* Tasks to carry out
1 – In the news excerpt about Harris and voting rights, what is the name of the House-passed bill H.R. 1?
2 – Print the stretch of the news excerpt about Harris and voting rights from "On Tuesday, just" through "nationwide,’ Harris continued.", word for word.
Top of Excerpted text
Critics of Harris have pointed out she hasn’t made a trek to the southern border, which has seen unprecedented crossings due to the typical seasonal rise, but also a pandemic unbottling.
On Tuesday, just six days out from her first international trip as vice president, Biden made news when he said he was assigning her voting issues.
‘I’m asking Vice President Harris to help these efforts and lead them, among her many other responsibilities,’ Biden said. ‘With her leadership, and your support, we’re going to overcome again, I promise you. But it’s going to take a hell of a lot of work.’
Harris reiterated the assignment in a statement: ‘President Joe Biden asked me to help lead our Administration’s effort to protect the fundamental right to vote for all Americans.’
‘In the days and weeks ahead, I will engage the American people, and I will work with voting rights organizations, community organizations, and the private sector to help strengthen and uplift efforts on voting rights nationwide,’ Harris continued.
‘And we will also work with members of Congress to help advance these bills,’ the vice president said.
That means Harris will be back at her old stomping grounds – the U.S. Senate – as Senate Majority Leader Chuck Schumer has already pledged to give the House-passed H.R. 1, the For the People Act, a vote when Congress returns from its Memorial Day break later this month.
‘And June should be a month of action on Capitol Hill,’ the president said, before laying out his political reality.
‘I hear all the folks on TV saying, “Why doesn’t Biden get this done?” Well, because Biden only has the majority of affectively four votes in the House and a tie in the Senate, with two members of the Senate that vote more with my Republican friends,’ Biden said, a slight jab at Democratic Sens. Joe Manchin and Kyrsten Sinema.
Bottom of Excerpted text
Top of Records supplied
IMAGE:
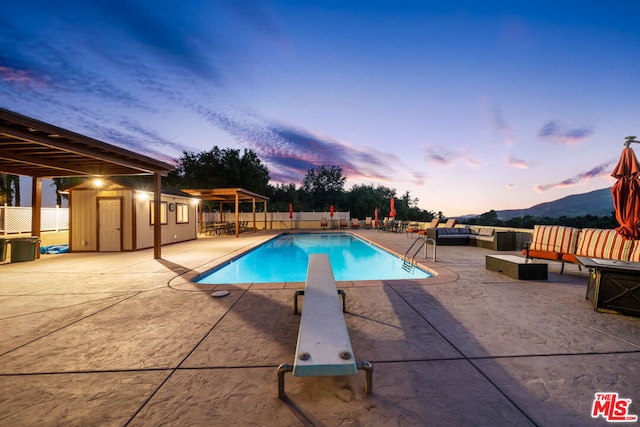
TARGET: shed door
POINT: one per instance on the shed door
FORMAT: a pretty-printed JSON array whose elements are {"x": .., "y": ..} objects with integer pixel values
[{"x": 109, "y": 225}]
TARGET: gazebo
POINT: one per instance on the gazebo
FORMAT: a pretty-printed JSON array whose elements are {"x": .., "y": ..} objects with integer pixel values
[
  {"x": 231, "y": 195},
  {"x": 40, "y": 150}
]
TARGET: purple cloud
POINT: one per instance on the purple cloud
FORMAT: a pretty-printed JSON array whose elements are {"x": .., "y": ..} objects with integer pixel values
[
  {"x": 290, "y": 152},
  {"x": 517, "y": 163},
  {"x": 559, "y": 134},
  {"x": 601, "y": 170}
]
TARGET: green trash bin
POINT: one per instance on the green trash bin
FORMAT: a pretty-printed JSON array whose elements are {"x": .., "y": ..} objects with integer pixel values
[
  {"x": 3, "y": 249},
  {"x": 24, "y": 249}
]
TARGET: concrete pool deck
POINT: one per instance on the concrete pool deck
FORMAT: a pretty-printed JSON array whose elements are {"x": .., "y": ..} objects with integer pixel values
[{"x": 123, "y": 339}]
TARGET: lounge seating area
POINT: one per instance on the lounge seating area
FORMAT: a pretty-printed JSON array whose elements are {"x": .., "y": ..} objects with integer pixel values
[
  {"x": 483, "y": 237},
  {"x": 142, "y": 345},
  {"x": 224, "y": 227},
  {"x": 565, "y": 244}
]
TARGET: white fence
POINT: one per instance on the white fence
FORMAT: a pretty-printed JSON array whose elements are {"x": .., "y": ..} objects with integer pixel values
[
  {"x": 16, "y": 219},
  {"x": 278, "y": 220}
]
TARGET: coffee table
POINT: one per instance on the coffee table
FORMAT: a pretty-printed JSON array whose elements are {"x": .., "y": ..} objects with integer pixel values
[{"x": 516, "y": 267}]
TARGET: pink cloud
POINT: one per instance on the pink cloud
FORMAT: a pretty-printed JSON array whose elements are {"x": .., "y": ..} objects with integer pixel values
[
  {"x": 20, "y": 77},
  {"x": 601, "y": 170},
  {"x": 517, "y": 163}
]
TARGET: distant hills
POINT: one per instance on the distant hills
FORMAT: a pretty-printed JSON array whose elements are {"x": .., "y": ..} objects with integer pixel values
[{"x": 598, "y": 202}]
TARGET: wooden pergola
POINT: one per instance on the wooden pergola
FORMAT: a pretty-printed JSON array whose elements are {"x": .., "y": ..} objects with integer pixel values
[
  {"x": 231, "y": 195},
  {"x": 40, "y": 150}
]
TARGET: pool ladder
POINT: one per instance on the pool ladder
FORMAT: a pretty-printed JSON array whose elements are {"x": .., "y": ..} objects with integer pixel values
[{"x": 409, "y": 264}]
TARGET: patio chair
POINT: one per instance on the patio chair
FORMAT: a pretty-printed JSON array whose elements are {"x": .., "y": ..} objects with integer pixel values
[
  {"x": 324, "y": 223},
  {"x": 451, "y": 222},
  {"x": 433, "y": 224}
]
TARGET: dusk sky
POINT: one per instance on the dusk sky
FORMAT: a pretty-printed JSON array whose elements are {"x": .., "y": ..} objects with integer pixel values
[{"x": 468, "y": 105}]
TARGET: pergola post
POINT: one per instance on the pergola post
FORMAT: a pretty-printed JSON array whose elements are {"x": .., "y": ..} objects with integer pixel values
[
  {"x": 237, "y": 215},
  {"x": 254, "y": 215},
  {"x": 157, "y": 225},
  {"x": 36, "y": 210},
  {"x": 265, "y": 214}
]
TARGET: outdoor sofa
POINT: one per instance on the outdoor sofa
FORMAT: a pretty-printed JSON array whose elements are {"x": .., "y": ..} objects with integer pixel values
[
  {"x": 565, "y": 244},
  {"x": 483, "y": 237}
]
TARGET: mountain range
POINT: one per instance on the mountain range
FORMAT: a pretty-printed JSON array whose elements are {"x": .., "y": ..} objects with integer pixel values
[{"x": 598, "y": 202}]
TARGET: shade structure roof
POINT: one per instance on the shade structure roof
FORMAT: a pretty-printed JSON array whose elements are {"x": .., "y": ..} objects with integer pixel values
[
  {"x": 227, "y": 195},
  {"x": 38, "y": 149}
]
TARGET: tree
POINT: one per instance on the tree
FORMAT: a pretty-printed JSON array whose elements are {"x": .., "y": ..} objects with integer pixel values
[
  {"x": 282, "y": 195},
  {"x": 219, "y": 169},
  {"x": 324, "y": 186}
]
Bottom of Records supplied
* Solutions per task
1 – The For the People Act.

2 –
On Tuesday, just six days out from her first international trip as vice president, Biden made news when he said he was assigning her voting issues.
‘I’m asking Vice President Harris to help these efforts and lead them, among her many other responsibilities,’ Biden said. ‘With her leadership, and your support, we’re going to overcome again, I promise you. But it’s going to take a hell of a lot of work.’
Harris reiterated the assignment in a statement: ‘President Joe Biden asked me to help lead our Administration’s effort to protect the fundamental right to vote for all Americans.’
‘In the days and weeks ahead, I will engage the American people, and I will work with voting rights organizations, community organizations, and the private sector to help strengthen and uplift efforts on voting rights nationwide,’ Harris continued.